**Exercise:** Please offset every coordinate in the answers by -9 and write out again only the lines from the line with "of the plate" to the line with "[[464, 751], [564, 285]]", requests included, leaving all other text in them unchanged.

== == ==

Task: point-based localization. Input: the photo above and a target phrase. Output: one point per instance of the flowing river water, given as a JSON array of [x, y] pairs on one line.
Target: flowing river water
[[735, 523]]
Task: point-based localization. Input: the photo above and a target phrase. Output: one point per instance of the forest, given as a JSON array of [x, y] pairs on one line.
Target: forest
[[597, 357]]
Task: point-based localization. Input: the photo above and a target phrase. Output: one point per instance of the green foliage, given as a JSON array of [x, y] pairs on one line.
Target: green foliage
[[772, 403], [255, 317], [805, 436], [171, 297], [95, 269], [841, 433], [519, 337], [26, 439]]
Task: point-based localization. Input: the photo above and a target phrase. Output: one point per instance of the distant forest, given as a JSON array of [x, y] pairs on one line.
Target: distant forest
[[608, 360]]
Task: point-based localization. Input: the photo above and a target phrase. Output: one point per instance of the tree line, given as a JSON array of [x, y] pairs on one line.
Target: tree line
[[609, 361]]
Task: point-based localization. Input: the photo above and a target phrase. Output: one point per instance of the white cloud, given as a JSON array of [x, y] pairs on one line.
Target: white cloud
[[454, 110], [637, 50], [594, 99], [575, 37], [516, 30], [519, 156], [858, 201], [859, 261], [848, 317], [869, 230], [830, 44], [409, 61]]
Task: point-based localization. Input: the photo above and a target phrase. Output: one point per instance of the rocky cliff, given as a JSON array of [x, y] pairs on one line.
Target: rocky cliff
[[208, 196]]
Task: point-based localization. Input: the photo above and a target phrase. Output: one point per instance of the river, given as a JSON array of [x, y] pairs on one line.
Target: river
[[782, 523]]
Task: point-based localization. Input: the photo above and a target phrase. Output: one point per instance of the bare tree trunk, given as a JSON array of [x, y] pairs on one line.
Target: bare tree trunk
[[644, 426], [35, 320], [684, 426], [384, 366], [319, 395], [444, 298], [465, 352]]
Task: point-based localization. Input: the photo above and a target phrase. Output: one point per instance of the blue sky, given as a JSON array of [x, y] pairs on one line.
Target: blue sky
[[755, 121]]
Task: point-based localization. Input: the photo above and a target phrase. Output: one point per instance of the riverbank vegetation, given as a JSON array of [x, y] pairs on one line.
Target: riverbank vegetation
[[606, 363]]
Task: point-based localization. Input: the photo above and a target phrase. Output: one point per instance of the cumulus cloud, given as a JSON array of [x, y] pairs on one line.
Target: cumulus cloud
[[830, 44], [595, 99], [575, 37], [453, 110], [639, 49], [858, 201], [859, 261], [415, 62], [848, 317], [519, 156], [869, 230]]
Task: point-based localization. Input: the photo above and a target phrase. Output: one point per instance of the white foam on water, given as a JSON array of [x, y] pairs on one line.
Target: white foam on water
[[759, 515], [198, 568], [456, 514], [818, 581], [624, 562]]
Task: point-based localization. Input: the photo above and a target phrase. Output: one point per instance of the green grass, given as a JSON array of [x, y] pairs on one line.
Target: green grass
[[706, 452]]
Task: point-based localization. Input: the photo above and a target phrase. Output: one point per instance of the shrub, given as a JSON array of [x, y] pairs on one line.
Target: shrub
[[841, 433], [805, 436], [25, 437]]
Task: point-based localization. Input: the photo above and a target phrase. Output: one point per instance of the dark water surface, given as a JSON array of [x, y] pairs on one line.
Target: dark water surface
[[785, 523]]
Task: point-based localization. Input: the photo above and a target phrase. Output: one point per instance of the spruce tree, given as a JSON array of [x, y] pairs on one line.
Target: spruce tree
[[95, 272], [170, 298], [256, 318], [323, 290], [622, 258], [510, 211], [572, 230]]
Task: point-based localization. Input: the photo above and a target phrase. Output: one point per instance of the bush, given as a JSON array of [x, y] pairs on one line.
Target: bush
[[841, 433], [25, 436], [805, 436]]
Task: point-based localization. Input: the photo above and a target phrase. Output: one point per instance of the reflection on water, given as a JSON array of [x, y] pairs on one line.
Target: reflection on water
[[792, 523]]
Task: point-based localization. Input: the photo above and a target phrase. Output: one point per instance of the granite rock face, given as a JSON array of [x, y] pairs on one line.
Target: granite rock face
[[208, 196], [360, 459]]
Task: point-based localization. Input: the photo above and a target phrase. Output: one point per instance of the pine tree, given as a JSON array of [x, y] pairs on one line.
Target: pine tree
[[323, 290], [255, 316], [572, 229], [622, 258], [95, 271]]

== == ==

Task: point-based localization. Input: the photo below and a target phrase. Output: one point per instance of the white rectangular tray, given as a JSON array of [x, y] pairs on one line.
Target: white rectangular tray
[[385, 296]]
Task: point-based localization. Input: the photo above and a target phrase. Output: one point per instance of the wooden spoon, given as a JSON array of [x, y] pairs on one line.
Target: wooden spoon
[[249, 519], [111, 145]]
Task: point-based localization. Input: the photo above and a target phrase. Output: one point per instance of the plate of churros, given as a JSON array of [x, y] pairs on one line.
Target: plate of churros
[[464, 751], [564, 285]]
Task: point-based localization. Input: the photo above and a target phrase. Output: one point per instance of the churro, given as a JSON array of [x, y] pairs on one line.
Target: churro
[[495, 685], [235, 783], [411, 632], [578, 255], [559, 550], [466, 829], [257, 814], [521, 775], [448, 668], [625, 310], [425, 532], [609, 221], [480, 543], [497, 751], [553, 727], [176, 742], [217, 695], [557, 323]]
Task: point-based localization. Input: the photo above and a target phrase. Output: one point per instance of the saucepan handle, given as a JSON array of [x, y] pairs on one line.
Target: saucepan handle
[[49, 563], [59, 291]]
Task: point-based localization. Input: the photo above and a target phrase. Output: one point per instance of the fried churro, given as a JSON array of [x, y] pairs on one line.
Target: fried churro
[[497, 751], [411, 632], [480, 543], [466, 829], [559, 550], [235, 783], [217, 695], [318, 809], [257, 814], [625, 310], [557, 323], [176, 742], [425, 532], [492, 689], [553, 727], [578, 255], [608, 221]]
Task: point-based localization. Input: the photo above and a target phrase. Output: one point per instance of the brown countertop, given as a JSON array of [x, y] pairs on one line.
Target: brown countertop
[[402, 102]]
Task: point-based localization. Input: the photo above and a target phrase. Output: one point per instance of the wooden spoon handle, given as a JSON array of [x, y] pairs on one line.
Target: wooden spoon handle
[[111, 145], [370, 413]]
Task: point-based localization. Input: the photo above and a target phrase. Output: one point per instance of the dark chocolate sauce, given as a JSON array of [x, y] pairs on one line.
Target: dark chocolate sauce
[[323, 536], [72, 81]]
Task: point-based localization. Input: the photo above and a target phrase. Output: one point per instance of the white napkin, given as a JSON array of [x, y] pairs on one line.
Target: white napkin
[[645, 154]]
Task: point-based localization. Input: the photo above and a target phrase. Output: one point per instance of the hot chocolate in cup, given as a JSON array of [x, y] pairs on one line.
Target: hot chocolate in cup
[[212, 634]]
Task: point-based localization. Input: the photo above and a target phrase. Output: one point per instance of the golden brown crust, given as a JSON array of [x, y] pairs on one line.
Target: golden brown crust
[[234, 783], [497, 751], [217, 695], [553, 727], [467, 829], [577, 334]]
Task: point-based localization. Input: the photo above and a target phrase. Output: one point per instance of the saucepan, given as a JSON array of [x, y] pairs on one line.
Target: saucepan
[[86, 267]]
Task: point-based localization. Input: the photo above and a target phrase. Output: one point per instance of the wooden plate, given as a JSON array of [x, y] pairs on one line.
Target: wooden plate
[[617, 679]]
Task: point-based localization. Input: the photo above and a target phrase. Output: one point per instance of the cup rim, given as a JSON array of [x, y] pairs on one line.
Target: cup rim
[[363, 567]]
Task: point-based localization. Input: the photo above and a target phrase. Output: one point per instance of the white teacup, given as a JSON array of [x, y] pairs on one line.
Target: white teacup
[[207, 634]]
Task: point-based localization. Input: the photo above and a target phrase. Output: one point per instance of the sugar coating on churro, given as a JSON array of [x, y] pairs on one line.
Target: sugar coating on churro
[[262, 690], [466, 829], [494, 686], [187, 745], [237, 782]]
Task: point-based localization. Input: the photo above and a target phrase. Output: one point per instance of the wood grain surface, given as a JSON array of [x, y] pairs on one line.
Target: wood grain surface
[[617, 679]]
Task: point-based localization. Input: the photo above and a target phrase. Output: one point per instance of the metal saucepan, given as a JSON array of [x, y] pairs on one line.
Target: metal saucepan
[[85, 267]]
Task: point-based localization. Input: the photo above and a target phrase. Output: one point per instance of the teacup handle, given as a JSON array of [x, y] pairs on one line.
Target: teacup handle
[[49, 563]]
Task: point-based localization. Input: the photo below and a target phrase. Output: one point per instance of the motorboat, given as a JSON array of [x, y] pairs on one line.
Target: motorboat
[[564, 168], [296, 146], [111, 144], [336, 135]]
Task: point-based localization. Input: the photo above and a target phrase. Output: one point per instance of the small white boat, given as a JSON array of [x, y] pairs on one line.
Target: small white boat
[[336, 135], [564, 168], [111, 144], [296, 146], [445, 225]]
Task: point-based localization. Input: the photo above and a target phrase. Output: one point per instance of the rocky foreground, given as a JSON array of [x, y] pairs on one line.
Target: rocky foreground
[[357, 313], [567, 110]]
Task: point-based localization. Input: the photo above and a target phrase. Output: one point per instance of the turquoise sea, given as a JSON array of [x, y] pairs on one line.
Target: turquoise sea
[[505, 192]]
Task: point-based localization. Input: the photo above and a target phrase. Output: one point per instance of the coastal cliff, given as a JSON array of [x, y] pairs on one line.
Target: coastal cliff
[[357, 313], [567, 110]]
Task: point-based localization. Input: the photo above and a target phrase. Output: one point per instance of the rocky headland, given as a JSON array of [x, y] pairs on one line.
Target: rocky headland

== == ==

**Output of the task:**
Task: point-based localization. Input: the photo above and a target phrase. Output: one point per instance of the plate of churros, given as a JSON array of [x, y] pairs on one line.
Target: plate of churros
[[455, 742], [555, 276]]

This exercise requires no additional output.